§ EXERCISE DESCRIPTION
Can you repeat each of the items below word for word, in the same order?
********************
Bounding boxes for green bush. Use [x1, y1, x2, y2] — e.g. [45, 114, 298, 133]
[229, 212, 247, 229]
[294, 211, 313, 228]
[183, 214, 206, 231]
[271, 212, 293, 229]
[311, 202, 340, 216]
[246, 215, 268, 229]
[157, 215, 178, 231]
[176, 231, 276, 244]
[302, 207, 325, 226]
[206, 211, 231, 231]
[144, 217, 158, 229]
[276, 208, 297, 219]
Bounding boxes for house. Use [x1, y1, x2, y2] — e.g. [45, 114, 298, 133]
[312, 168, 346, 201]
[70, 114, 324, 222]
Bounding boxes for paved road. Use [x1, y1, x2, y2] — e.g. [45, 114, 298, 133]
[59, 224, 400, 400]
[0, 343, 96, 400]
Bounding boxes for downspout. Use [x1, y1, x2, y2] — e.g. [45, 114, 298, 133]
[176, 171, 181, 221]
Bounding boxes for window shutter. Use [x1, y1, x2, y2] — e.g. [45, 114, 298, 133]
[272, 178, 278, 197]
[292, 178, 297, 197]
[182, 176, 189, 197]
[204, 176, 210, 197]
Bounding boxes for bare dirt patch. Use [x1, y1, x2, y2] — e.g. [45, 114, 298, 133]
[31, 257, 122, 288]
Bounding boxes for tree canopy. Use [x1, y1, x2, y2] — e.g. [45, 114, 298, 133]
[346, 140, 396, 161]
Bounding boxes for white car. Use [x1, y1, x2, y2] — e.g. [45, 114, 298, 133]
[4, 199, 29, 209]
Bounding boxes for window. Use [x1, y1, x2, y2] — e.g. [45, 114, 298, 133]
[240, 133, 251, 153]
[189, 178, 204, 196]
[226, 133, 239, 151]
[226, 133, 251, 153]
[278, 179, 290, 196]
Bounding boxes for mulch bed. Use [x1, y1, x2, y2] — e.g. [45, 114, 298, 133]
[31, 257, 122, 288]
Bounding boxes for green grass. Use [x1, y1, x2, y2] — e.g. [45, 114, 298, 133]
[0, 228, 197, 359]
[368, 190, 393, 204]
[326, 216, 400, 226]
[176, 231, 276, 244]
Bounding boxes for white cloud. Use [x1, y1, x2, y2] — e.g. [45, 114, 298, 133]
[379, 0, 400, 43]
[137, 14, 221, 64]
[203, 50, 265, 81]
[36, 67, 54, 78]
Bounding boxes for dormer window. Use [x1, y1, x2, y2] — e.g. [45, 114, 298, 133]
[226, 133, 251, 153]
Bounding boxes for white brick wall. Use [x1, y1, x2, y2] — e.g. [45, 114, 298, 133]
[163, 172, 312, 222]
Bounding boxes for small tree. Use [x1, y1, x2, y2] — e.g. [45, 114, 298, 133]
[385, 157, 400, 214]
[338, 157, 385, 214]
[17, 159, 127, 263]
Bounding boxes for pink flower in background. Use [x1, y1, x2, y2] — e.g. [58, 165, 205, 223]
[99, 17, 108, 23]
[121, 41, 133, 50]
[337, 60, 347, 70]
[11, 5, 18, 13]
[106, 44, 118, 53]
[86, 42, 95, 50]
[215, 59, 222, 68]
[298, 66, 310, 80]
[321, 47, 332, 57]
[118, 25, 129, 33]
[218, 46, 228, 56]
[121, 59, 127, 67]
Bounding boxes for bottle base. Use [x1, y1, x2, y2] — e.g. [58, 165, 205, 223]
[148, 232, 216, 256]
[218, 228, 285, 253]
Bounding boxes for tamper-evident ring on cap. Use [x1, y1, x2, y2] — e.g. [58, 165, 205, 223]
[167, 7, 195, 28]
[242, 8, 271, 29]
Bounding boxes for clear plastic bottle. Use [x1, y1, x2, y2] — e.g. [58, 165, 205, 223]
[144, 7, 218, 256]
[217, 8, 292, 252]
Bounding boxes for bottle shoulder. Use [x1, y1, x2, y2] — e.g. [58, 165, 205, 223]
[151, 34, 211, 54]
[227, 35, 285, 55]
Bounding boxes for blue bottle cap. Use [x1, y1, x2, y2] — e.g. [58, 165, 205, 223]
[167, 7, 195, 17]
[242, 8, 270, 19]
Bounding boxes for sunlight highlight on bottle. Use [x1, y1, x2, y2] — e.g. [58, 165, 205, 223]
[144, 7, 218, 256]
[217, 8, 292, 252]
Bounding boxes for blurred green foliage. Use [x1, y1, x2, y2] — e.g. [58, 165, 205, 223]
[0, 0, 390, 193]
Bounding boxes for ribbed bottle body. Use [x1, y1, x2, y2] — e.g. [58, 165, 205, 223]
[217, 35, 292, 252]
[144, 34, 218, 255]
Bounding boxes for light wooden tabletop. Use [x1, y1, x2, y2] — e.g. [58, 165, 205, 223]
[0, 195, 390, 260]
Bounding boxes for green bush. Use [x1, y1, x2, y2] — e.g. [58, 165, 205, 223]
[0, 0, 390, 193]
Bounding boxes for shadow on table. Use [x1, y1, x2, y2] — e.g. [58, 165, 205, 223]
********************
§ RESPONSE TO THIS EXERCISE
Bounding boxes for green bush. Use [x1, y1, x2, y2] — e.g. [45, 114, 298, 133]
[229, 212, 247, 229]
[294, 211, 313, 228]
[183, 214, 206, 231]
[271, 212, 293, 229]
[311, 202, 340, 216]
[246, 215, 268, 229]
[157, 215, 178, 231]
[176, 231, 276, 244]
[302, 207, 325, 226]
[206, 211, 231, 231]
[144, 217, 158, 229]
[276, 208, 297, 219]
Bounding boxes for house. Use [x1, y1, x2, y2] — e.g. [45, 114, 298, 133]
[312, 168, 346, 201]
[70, 114, 324, 222]
Bounding boxes for paved road. Use [x1, y1, x2, y2] — e.g. [45, 114, 298, 133]
[59, 224, 400, 400]
[0, 343, 96, 400]
Bounding boxes for downspout. Use [x1, y1, x2, y2] — e.g. [45, 114, 298, 133]
[176, 171, 181, 221]
Bounding boxes for window shutter. Use [x1, y1, x2, y2] — e.g. [45, 114, 298, 133]
[272, 178, 278, 197]
[292, 178, 297, 197]
[182, 176, 189, 197]
[204, 176, 210, 197]
Bounding boxes for bare dirt patch. Use [x1, y1, x2, y2] — e.g. [45, 114, 298, 133]
[31, 257, 122, 288]
Bounding boxes for tree canopy. Use [x1, y1, x2, y2] — e.g. [45, 114, 298, 133]
[346, 140, 396, 161]
Bounding boxes for white car. Use [x1, y1, x2, y2] — e.g. [45, 114, 298, 133]
[4, 199, 29, 209]
Bounding boxes for window. Use [x1, y1, x2, y2] — e.g. [45, 114, 298, 133]
[240, 133, 251, 153]
[189, 178, 204, 196]
[226, 133, 239, 151]
[226, 133, 251, 153]
[278, 179, 290, 196]
Bounding boxes for mulch bed. Use [x1, y1, x2, y2] — e.g. [45, 114, 298, 133]
[31, 257, 122, 288]
Bounding boxes for green grass. Use [x1, y1, x2, y2] — e.g. [45, 114, 298, 133]
[0, 228, 197, 359]
[368, 190, 393, 204]
[326, 216, 400, 226]
[176, 231, 276, 244]
Bounding boxes for white cloud. Use [x1, y1, x2, y2] — e.g. [45, 114, 298, 133]
[379, 0, 400, 43]
[137, 14, 221, 64]
[203, 50, 265, 81]
[36, 67, 54, 78]
Bounding boxes for dormer window. Use [x1, y1, x2, y2] — e.g. [45, 114, 298, 133]
[226, 133, 251, 153]
Bounding boxes for white brick wall. Use [x1, y1, x2, y2] — e.g. [45, 114, 298, 133]
[163, 172, 312, 222]
Bounding boxes for small tree. Use [x1, y1, x2, y2] — e.g. [45, 114, 298, 133]
[385, 157, 400, 214]
[338, 157, 385, 214]
[17, 159, 127, 263]
Bounding boxes for pink flower in background. Use [x1, y1, x2, y2] — e.g. [58, 165, 205, 223]
[99, 17, 108, 23]
[121, 41, 133, 50]
[337, 60, 347, 70]
[11, 5, 18, 13]
[106, 44, 118, 53]
[86, 42, 95, 50]
[215, 59, 222, 68]
[298, 66, 310, 80]
[321, 47, 332, 57]
[118, 25, 129, 33]
[218, 46, 228, 56]
[121, 59, 127, 67]
Bounding boxes for bottle base. Use [x1, y1, x2, y2] — e.g. [58, 165, 205, 223]
[148, 232, 216, 256]
[218, 228, 285, 253]
Bounding boxes for tamper-evident ring on cap. Use [x1, y1, x2, y2] — e.g. [58, 165, 205, 223]
[167, 7, 195, 28]
[242, 8, 271, 29]
Bounding boxes for clear plastic bottle. Use [x1, y1, x2, y2] — e.g. [58, 165, 205, 223]
[144, 7, 218, 256]
[217, 8, 292, 252]
Bounding boxes for bottle shoulder. Use [x1, y1, x2, y2] — e.g. [58, 165, 205, 223]
[151, 34, 211, 54]
[227, 35, 285, 55]
Bounding boxes for blue bottle cap. Use [x1, y1, x2, y2] — e.g. [58, 165, 205, 223]
[167, 7, 195, 17]
[242, 8, 270, 19]
Bounding boxes for sunlight highlight on bottle. Use [x1, y1, x2, y2] — e.g. [58, 165, 205, 223]
[144, 7, 218, 256]
[217, 8, 292, 252]
Bounding boxes for blurred green foliage. Use [x1, y1, x2, y2] — e.g. [58, 165, 205, 223]
[0, 0, 390, 193]
Bounding boxes for ribbed bottle body. Use [x1, y1, x2, y2] — e.g. [58, 165, 205, 223]
[217, 35, 292, 252]
[144, 34, 218, 255]
Bounding boxes for light wooden tabletop. Use [x1, y1, x2, y2] — e.g. [58, 165, 205, 223]
[0, 195, 390, 260]
Bounding boxes for green bush. Use [x1, y1, x2, y2] — e.g. [58, 165, 205, 223]
[0, 0, 390, 193]
Bounding boxes for shadow on table. Use [x1, y1, x2, y2] — e.g. [58, 165, 205, 223]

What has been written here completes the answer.